▶ SOURCE EXCERPT
------------------------

You can do whatever you want in the DoWork function. It’s executed in a separate goroutine from the main thread, so keep that in mind if you’re interacting with things outside of the worker thread. I recommend storing configuration and shared types (like a database connection) in the type that implements the Worker interface, in this case, the worker struct.

Now is probably a good time to talk about error handling. Errors returned from the DoWork function can be of two types:

goalpost.RecoverableWorkerError is used to indicate a temporary failure, for example a timeout on a web request. When the queue receives an error of that type from a DoWork function, it increments the Jon.RetryCount, marks the job as nacked, and pushes the event back onto the queue. If there are workers available to process the job, it will be processed again immediately. It’s recommended that you check Job.RetryCount when returning RecoverableWorkerErrors, as failing to do so could result in a job being retried infinitely. Maybe that’s what you want? But chances are it’s not.

Next up is initializing the Queue and registering a worker:

func main() {

	//Init a queue
	q, _ := goalpost.Init(eventQueueID)
	//remember to handle your errors :)

	//Create a worker with id "worker-id"
	w := &worker{
		id: "worker-1",
	}
	//register the worker, so it can do work
	q.RegisterWorker(w)

	//Let's do some work...
	q.PushBytes([]byte("World"))
	//You should see "Hello, World" printed 10 times

	//Make sure your process doesn't exit before your workers can do their work
	time.Sleep(10 * time.Second)

	//Remember to close your queue when you're done using it
	q.Close()
}

You can initialize a queue from anywhere, here we do it in main for simplicity. The Queue type is thread safe, but you cannot have multiple instances of a Queue with the same ID/filepath. This is a limitation of boltdb/bbolt. Attempts to initialize a second queue with the same database file will result in errors.

------------------------

▶ REQUIRED TASK
From the goalpost queue excerpt, return the passage starting with "Now is probably" and going on through "are it’s not.". The records that come next have no connection to the goalpost queue excerpt.

------------------------

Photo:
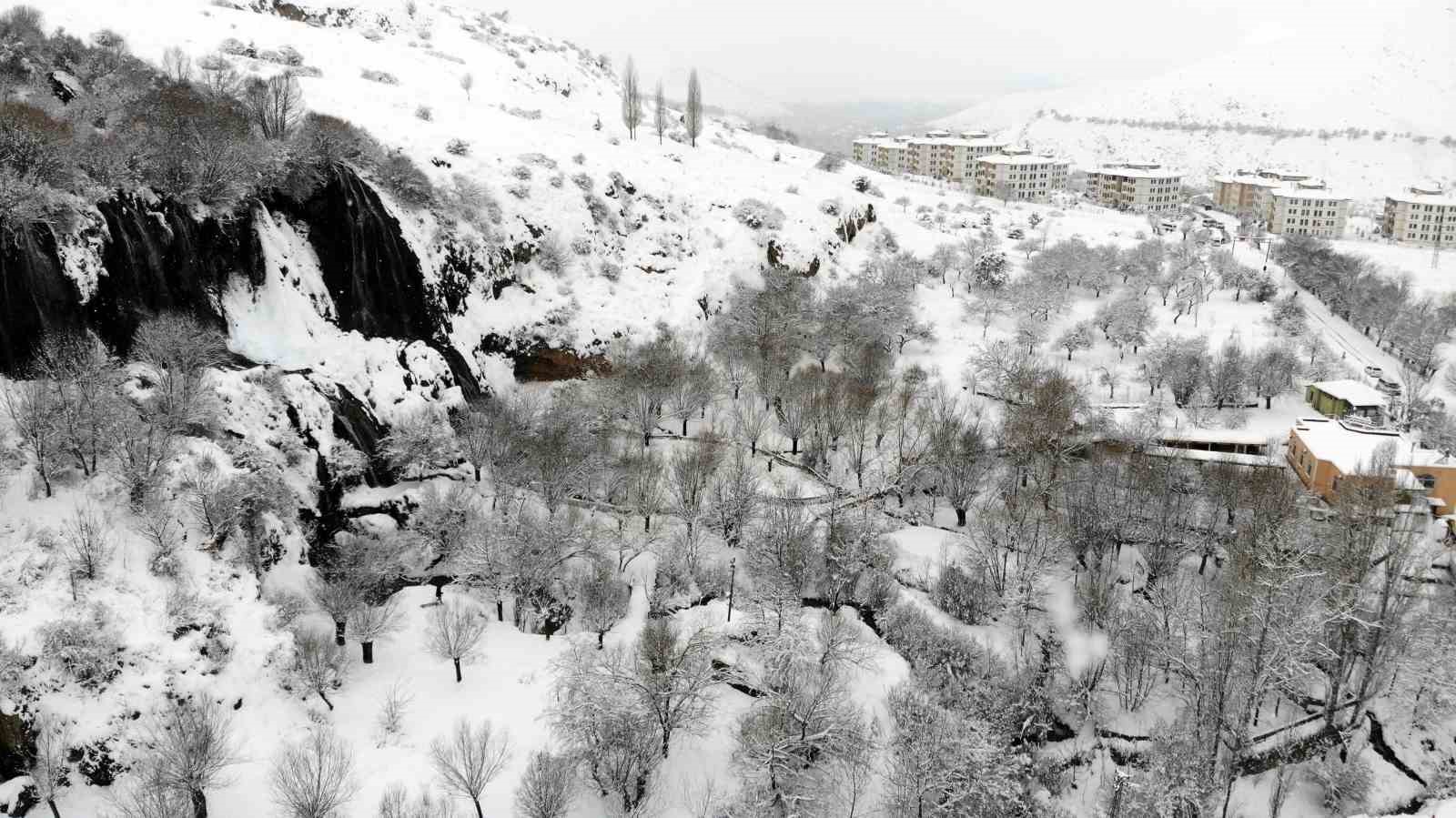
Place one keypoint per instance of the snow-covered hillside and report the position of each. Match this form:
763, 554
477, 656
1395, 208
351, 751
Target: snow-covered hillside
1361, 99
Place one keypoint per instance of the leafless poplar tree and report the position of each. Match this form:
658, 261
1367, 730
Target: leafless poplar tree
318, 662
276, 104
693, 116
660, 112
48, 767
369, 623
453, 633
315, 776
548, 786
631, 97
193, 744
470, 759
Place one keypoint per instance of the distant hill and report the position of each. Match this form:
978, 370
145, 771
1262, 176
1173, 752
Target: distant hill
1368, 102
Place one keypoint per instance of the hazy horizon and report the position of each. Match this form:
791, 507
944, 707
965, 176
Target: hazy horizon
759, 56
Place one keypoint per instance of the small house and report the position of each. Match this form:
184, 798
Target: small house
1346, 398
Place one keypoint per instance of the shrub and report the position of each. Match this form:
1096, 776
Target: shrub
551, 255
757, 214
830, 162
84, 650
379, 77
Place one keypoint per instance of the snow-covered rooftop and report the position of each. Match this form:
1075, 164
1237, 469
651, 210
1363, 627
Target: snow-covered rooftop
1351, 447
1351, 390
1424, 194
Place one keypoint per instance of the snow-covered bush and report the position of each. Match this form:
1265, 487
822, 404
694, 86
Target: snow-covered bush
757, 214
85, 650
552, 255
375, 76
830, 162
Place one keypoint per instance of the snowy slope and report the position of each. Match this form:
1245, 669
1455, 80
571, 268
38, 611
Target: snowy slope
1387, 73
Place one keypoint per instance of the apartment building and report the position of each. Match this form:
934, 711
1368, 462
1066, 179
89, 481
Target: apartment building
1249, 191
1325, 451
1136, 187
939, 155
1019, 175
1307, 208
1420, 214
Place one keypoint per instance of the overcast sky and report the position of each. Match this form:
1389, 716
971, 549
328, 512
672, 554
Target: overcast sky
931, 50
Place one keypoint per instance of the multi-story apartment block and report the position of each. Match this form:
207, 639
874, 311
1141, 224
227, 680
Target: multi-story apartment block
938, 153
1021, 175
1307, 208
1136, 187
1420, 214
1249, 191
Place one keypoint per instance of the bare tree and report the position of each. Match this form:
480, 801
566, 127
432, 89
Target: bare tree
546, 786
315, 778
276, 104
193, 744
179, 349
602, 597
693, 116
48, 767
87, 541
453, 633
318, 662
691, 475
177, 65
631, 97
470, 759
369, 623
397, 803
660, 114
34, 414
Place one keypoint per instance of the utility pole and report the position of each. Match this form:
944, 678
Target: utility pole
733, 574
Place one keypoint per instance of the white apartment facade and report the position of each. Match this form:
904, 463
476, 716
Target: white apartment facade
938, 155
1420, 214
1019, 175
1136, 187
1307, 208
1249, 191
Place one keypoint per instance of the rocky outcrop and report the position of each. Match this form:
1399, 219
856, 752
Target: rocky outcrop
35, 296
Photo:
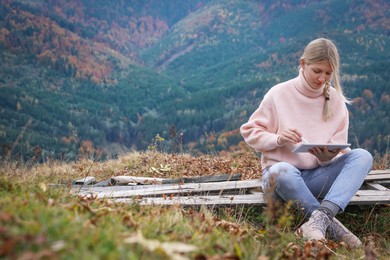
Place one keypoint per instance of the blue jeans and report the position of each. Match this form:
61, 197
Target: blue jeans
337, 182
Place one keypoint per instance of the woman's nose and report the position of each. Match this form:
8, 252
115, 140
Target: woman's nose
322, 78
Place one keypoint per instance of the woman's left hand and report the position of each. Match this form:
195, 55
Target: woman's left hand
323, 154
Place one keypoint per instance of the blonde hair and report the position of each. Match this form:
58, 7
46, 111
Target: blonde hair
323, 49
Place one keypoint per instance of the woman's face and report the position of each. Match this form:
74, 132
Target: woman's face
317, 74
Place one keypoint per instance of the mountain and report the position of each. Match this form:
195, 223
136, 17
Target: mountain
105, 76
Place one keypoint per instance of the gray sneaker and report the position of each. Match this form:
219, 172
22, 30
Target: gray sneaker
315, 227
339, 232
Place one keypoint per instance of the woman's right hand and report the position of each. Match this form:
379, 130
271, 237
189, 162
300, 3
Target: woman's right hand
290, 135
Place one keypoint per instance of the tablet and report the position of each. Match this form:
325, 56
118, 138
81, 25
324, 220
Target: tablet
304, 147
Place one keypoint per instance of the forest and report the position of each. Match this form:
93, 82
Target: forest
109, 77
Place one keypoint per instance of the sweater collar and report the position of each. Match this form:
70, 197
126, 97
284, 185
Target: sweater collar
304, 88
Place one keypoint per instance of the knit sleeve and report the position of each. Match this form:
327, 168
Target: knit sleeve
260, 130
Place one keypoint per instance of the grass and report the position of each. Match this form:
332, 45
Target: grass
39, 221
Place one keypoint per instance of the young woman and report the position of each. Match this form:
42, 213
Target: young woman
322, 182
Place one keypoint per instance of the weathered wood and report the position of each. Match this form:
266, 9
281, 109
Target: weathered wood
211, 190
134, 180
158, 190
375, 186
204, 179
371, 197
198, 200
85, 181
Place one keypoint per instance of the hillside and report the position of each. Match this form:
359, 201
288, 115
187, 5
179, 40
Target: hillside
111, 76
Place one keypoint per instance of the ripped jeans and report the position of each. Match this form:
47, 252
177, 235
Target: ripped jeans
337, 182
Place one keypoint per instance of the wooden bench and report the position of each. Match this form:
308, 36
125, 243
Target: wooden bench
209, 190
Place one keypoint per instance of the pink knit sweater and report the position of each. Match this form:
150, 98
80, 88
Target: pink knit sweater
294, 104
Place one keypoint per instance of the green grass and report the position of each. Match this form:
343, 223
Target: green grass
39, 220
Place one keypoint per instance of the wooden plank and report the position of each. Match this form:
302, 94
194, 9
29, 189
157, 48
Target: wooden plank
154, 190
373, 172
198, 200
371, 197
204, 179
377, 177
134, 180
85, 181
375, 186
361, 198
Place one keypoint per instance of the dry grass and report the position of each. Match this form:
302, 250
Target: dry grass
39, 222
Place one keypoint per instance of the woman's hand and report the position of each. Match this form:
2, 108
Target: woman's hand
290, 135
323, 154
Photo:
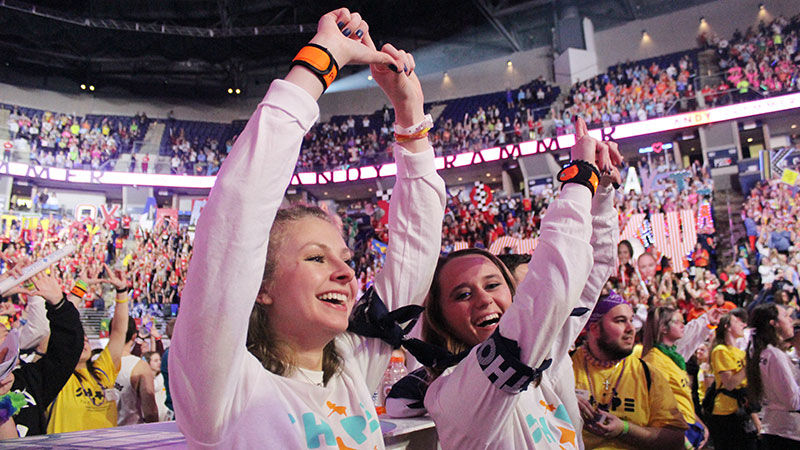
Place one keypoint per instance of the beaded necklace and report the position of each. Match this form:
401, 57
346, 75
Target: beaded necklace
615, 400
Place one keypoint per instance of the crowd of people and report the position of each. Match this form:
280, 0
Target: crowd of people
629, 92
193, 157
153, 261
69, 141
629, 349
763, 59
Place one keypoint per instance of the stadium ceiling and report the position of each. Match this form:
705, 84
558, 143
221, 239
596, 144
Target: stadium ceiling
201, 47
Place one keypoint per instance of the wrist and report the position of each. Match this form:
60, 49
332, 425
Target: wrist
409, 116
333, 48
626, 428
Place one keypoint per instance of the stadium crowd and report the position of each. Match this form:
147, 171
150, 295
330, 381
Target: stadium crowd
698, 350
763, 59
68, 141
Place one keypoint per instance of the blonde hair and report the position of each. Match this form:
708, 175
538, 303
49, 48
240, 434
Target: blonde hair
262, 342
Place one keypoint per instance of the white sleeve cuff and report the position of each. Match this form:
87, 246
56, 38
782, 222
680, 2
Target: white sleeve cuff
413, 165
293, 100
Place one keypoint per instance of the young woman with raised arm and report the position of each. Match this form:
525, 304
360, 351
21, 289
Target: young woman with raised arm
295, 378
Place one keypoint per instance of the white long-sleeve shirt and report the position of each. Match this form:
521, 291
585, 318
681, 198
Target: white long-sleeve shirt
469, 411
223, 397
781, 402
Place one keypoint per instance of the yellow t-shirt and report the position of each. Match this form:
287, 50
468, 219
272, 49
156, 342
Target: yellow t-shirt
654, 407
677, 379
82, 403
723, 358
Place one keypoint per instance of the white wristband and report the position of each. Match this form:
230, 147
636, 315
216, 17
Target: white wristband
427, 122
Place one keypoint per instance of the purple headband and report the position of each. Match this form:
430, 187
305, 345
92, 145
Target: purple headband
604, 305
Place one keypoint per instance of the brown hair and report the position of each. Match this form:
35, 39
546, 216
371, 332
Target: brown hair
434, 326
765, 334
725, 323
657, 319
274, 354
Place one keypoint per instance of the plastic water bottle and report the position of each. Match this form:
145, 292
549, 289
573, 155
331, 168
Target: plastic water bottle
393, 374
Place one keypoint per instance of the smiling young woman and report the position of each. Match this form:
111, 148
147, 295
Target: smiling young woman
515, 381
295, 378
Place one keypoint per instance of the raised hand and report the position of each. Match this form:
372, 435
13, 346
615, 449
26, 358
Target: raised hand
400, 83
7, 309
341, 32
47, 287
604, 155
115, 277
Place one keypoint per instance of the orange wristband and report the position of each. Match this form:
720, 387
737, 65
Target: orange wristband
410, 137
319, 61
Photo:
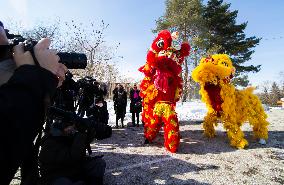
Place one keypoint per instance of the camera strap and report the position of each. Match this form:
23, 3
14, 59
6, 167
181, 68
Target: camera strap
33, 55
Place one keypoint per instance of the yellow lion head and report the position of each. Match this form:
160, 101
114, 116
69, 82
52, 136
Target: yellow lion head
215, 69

------------------------

▶ OUTPUT BELOW
Now is probably a good time to talk about error handling. Errors returned from the DoWork function can be of two types:

goalpost.RecoverableWorkerError is used to indicate a temporary failure, for example a timeout on a web request. When the queue receives an error of that type from a DoWork function, it increments the Jon.RetryCount, marks the job as nacked, and pushes the event back onto the queue. If there are workers available to process the job, it will be processed again immediately. It’s recommended that you check Job.RetryCount when returning RecoverableWorkerErrors, as failing to do so could result in a job being retried infinitely. Maybe that’s what you want? But chances are it’s not.